▶ _SOURCE_
With respect to Interstate 70, where Defendants were stopped, the Lamberth study recorded stops in the following locations: (1) Topeka: I-70 from I-435 to I-470 and the I-470 loop around the City of Topeka; (2) Wichita: I-35 from the Oklahoma state line to Mile Marker 50; (3) Colby: I-70 from the Colorado state line to Mile Marker 50; and (4) Osage County: I-35 between Mile Markers 144-168. The Lamberth study did not include Geary County.

Officer Oehm testified that Geary County does not keep information on warning tickets. He testified that, out of curiosity, he pulled his activity records of citations and warnings issued for the last 18 months, and broke it down by race as follows: 74% white; 14% black; and 13% Hispanic.

A. Jurisdiction

Defendant Poulin asserts that because Officer Oehm was employed by the Junction City Police Department as a city police officer, his jurisdiction was limited by K.S.A. 22-2401(a) (2) to the city limits of Junction City, except when he is on property owned or controlled by the city, responding to a request for assistance, or in fresh pursuit. Defendants claim that because the stop occurred outside the city limits, a fact the government concedes, the officer was outside of his jurisdiction and had no authority as a private citizen to make the stop.

At the time of the stop, Officer Oehm was assigned to the "Junction City/Geary County Drug Operations Group," and wore two hats: one of a city police officer and one of a deputy with the Geary County Sheriff's Department, having been sworn as a deputy under K.S.A. 19-805 on November 4, 1999. Accordingly, as a deputy, the officer had authority to be operating outside the city limits pursuant to K.S.A. 22-2401a(1) (a), which provides "[l]aw enforcement officers employed by consolidated county law enforcement agencies or departments and sheriffs and their deputies may exercise their powers as law enforcement officers: (a) anywhere within their county." Thus, Officer Oehm had authority to stop the defendants on I-70.

B. Fourth Amendment

Defendants Parada, Poulin and McNeil move to suppress evidence seized from the van on several grounds. The Court will discuss each in turn.


The Government argues that defendants, who were passengers in the vehicle that was stopped and searched, do not have standing to seek to suppress the items seized from the van because they were passengers who did not own the van, and were without a legitimate expectation of privacy. Even if defendants were not illegally detained, as the defendants were in United States v. DeLuca,[2] none meet the "but for" test which requires that each of them show that the evidence would not have been discovered but for their own *1299 unlawful detention. Here, none of the defendants requested to leave the scene in the van, and they cannot show they would have been able to do so had they asked. Even if they had left, the van still would have been searched and drugs would have been found.

▶ _MATERIAL FOR THIS TASK_
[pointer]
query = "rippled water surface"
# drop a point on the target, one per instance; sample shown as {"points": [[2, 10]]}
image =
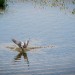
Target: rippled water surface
{"points": [[50, 26]]}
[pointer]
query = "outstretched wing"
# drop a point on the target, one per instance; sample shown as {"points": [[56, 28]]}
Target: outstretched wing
{"points": [[17, 42]]}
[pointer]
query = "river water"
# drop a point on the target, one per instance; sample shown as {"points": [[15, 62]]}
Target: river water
{"points": [[52, 28]]}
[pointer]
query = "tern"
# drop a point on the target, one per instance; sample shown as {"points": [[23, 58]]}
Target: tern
{"points": [[20, 43]]}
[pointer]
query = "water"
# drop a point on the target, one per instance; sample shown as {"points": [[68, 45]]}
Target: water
{"points": [[45, 25]]}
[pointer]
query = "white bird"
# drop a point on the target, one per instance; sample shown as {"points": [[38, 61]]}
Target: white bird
{"points": [[20, 43]]}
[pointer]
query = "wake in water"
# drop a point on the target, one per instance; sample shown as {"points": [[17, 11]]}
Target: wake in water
{"points": [[18, 46]]}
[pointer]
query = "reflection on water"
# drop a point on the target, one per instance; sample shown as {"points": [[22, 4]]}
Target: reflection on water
{"points": [[25, 20], [61, 4], [24, 54], [3, 5]]}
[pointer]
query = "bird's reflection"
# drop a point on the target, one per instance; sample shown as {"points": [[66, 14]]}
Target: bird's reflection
{"points": [[20, 54]]}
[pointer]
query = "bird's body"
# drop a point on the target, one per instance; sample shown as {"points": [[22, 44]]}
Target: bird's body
{"points": [[20, 43]]}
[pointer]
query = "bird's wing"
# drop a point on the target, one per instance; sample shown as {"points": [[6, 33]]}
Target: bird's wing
{"points": [[17, 42]]}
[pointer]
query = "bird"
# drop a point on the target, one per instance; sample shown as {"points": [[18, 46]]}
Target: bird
{"points": [[20, 43]]}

▶ _THINGS TO DO_
(1) Reproduce the court opinion word for word from "A. Jurisdiction" up to and including "make the stop.".
(2) Gather every line of the entries that contains the string "bird".
The entries are unrelated to the court opinion.

▶ _WORKED ANSWERS_
(1)
A. Jurisdiction

Defendant Poulin asserts that because Officer Oehm was employed by the Junction City Police Department as a city police officer, his jurisdiction was limited by K.S.A. 22-2401(a) (2) to the city limits of Junction City, except when he is on property owned or controlled by the city, responding to a request for assistance, or in fresh pursuit. Defendants claim that because the stop occurred outside the city limits, a fact the government concedes, the officer was outside of his jurisdiction and had no authority as a private citizen to make the stop.

(2)
query = "white bird"
Target: white bird
query = "bird's reflection"
Target: bird's reflection
query = "bird's body"
Target: bird's body
query = "bird's wing"
Target: bird's wing
query = "bird"
Target: bird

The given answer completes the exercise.